## Task directions
Rewrite the entries starting at the line that contains "3. What is the bounding box of the grove" and ending with the last of the entries, replacing "grove" with "cluster" and keeping everything else the same.

★ ★ ★ ★ ★ ★ ★

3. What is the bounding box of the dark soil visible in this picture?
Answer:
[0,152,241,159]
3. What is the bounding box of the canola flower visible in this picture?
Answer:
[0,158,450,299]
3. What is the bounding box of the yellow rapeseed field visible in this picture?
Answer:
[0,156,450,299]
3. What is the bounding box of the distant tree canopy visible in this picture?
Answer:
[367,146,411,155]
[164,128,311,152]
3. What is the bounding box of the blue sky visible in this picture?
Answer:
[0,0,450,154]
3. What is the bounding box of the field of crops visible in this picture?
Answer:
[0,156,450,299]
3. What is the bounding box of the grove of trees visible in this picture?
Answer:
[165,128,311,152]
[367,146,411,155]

★ ★ ★ ★ ★ ★ ★

## Solution to the exercise
3. What is the bounding box of the cluster of trees visible in this picture?
Answer:
[165,128,311,152]
[367,146,411,155]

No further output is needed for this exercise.